## Assignment
Going through the material below, output exactly the lines from the one containing "Target: bangle" through the one containing "Target: dark blue berry with stem", and no pictures.

## Dataset records
»»

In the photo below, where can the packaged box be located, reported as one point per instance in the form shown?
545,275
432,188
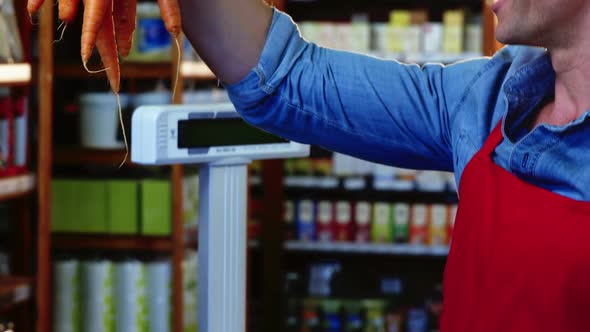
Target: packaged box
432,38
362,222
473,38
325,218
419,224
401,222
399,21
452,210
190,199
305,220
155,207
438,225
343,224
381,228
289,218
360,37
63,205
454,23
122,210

««
»»

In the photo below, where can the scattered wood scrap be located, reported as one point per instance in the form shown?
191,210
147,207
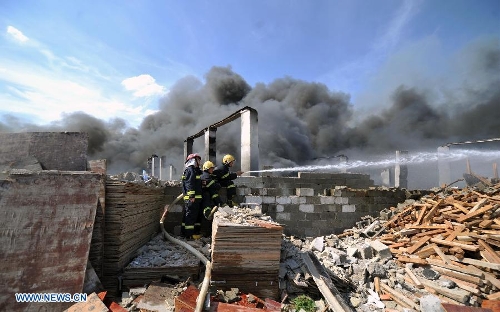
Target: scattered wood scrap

««
»»

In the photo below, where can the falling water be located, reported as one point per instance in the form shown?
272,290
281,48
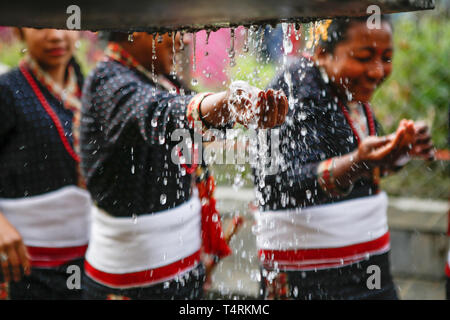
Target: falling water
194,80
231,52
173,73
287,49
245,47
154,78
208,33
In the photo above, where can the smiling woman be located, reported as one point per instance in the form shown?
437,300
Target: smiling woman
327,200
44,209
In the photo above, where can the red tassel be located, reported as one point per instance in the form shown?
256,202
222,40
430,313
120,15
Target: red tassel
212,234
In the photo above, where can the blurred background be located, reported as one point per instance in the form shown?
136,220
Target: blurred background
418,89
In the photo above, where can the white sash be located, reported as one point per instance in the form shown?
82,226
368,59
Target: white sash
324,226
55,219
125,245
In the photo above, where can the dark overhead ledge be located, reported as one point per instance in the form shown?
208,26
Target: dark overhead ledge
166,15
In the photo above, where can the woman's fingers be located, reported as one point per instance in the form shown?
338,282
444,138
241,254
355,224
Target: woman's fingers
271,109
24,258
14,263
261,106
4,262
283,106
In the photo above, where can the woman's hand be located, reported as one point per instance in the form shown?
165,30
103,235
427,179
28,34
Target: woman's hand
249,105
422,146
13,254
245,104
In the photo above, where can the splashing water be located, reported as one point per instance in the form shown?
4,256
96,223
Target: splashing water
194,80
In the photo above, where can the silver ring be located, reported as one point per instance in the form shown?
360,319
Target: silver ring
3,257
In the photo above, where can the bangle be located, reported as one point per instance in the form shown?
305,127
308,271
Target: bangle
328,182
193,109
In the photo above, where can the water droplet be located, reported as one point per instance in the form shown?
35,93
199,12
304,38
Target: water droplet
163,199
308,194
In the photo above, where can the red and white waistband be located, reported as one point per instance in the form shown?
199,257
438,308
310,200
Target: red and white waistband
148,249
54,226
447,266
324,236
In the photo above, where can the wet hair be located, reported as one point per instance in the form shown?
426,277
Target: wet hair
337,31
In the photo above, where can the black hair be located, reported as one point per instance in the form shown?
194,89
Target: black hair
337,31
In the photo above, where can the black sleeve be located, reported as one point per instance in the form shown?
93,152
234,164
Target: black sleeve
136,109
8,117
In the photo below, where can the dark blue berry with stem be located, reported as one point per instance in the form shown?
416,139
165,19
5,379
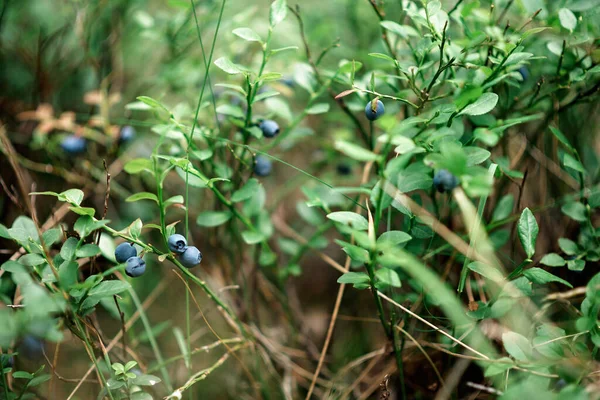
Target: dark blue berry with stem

««

## Solution
Target: bangle
328,182
193,109
In the photo above, where can the water droplet be located, reported as one point per instance in the form shown?
35,93
199,12
304,38
Target: water droplet
163,199
308,194
In the photo above, where can the red and white waistband be located, reported as one point per instance in the form shown?
199,257
438,308
310,200
Target: red and white waistband
148,249
54,226
447,266
324,236
In the photo above, where can the wet hair be located, reported as one point per instance in the form shown?
426,277
Target: wet hair
337,31
In the photo above, where can the black hair be located, reported as one point per instance in the form shown?
194,89
Target: black hair
337,31
In the photo above, where can the black sleeve be located, reported as one point per instance in the form shown?
93,152
234,164
Target: black sleeve
136,109
8,117
In the photo below, where can the dark blue berry with stem be located, reported as one point per instance in the form shown?
416,139
165,19
5,379
Target: dark blue berry with stem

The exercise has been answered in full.